▶ **YOUR OBJECTIVE**
Rewrite the lines starting at the one that contains "An instance of the dark" and ending at the one that contains "433 152 L 437", swapping "doorway" for "entrance" and leaving everything else unchanged.

▶ **AVAILABLE DATA**
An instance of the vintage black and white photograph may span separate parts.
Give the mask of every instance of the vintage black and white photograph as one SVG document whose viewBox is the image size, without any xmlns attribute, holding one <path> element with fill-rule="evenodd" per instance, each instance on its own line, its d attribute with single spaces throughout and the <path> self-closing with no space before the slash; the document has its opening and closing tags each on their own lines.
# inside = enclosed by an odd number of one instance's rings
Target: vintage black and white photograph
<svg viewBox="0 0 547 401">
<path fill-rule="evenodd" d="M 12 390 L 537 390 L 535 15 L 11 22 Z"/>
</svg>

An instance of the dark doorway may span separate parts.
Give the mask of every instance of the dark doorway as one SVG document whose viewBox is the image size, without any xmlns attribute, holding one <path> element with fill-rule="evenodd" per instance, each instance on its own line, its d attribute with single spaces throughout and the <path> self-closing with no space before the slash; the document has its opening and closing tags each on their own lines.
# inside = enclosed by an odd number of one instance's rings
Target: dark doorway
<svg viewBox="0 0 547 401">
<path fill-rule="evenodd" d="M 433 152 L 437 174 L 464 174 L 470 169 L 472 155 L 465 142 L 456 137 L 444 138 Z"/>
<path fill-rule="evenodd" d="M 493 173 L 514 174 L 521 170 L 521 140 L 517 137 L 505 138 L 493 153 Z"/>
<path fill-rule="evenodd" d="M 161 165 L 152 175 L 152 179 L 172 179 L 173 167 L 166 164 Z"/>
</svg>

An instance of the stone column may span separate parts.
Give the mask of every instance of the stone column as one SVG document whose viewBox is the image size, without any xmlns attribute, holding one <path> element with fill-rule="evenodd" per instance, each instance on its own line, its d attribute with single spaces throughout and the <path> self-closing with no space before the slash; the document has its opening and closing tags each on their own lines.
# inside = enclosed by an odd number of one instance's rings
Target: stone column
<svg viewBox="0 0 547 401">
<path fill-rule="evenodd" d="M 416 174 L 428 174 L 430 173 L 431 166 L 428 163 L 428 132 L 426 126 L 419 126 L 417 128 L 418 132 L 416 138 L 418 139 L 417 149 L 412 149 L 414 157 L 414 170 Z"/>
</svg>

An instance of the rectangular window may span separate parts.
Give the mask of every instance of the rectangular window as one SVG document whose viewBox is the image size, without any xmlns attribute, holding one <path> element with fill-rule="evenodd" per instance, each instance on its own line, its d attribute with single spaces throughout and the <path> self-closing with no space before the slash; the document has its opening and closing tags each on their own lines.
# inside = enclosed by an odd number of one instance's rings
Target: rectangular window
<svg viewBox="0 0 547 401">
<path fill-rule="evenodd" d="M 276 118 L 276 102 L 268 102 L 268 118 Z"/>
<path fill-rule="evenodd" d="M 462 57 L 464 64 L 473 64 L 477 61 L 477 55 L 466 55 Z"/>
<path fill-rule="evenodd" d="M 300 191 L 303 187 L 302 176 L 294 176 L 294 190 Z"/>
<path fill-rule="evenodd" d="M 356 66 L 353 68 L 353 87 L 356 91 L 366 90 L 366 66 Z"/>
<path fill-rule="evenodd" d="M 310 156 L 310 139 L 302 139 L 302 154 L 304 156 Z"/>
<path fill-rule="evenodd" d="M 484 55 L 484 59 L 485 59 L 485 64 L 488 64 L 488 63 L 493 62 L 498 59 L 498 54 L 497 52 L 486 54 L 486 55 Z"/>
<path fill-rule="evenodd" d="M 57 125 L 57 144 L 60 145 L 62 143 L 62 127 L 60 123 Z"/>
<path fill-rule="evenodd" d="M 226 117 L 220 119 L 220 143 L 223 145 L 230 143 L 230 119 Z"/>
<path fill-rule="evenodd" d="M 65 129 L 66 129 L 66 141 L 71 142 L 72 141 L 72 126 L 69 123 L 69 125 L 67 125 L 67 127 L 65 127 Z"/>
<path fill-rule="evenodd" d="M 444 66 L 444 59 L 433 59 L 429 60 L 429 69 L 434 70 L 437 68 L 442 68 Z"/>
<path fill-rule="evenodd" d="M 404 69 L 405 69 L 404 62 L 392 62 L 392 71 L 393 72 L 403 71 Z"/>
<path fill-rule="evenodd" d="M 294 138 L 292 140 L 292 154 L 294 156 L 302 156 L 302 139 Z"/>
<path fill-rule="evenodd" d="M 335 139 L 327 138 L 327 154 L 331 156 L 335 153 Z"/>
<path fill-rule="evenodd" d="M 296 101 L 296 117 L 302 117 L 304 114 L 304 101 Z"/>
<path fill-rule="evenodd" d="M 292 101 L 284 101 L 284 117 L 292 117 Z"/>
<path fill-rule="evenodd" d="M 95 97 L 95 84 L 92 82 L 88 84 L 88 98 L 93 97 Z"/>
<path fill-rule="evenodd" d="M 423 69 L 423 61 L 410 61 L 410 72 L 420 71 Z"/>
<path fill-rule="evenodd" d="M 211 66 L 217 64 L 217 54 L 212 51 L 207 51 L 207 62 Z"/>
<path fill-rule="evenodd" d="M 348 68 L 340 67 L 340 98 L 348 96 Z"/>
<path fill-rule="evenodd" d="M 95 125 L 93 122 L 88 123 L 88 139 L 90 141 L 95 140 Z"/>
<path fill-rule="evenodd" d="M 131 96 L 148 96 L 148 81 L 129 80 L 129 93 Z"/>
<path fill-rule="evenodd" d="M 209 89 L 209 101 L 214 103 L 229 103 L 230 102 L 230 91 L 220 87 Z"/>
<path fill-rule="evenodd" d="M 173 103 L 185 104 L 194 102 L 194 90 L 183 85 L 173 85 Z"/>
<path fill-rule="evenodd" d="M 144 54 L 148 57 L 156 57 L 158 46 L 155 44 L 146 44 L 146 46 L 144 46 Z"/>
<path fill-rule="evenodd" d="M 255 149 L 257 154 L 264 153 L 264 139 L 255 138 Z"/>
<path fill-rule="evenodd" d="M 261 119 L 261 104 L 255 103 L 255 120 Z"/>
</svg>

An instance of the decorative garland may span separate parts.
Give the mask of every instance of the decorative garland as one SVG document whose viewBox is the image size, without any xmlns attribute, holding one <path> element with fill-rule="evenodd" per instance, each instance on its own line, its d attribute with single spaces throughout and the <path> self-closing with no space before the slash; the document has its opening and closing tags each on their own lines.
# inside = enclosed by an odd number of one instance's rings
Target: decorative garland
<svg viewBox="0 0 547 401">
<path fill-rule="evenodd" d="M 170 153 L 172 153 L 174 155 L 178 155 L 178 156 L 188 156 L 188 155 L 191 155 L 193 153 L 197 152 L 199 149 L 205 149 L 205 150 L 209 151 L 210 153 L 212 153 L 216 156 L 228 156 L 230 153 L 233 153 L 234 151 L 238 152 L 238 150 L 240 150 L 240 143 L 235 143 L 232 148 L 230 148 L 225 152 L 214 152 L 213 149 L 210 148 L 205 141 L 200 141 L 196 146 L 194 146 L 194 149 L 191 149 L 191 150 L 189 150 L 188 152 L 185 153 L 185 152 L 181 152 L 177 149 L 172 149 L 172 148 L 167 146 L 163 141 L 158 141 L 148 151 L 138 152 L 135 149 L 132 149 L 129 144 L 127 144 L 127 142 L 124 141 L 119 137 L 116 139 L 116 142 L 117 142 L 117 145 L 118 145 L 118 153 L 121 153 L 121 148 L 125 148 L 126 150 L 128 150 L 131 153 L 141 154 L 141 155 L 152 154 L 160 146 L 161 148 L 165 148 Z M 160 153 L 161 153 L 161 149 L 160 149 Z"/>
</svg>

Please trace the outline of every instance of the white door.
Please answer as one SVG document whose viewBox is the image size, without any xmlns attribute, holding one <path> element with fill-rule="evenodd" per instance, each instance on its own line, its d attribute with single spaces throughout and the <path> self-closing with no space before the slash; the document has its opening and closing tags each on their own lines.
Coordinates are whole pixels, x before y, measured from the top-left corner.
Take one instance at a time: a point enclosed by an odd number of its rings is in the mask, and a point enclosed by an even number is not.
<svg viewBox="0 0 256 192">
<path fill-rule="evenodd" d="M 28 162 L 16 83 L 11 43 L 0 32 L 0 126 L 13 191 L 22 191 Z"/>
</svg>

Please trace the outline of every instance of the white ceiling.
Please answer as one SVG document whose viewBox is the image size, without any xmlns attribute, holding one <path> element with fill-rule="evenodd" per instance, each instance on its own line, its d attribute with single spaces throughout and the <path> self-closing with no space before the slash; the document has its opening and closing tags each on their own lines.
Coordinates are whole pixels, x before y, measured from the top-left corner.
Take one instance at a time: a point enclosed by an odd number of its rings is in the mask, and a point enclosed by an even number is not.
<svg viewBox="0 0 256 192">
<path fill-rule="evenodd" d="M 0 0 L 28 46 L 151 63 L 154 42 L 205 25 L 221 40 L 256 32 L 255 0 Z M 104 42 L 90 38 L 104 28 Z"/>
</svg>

▶ **OUTPUT BELOW**
An instance of the dark entrance may span separate parts.
Give the mask of every instance of the dark entrance as one SVG document whose viewBox is the image size, without any xmlns attribute, holding one <path> element with fill-rule="evenodd" per instance, each instance on its own line, its d attribute with single spaces throughout and the <path> self-closing with no space before the slash; the document has its opening and closing tags each on their own lines.
# inside = enclosed by an odd number of one instance's rings
Target: dark entrance
<svg viewBox="0 0 547 401">
<path fill-rule="evenodd" d="M 433 152 L 437 174 L 464 174 L 470 169 L 472 155 L 465 142 L 456 137 L 444 138 Z"/>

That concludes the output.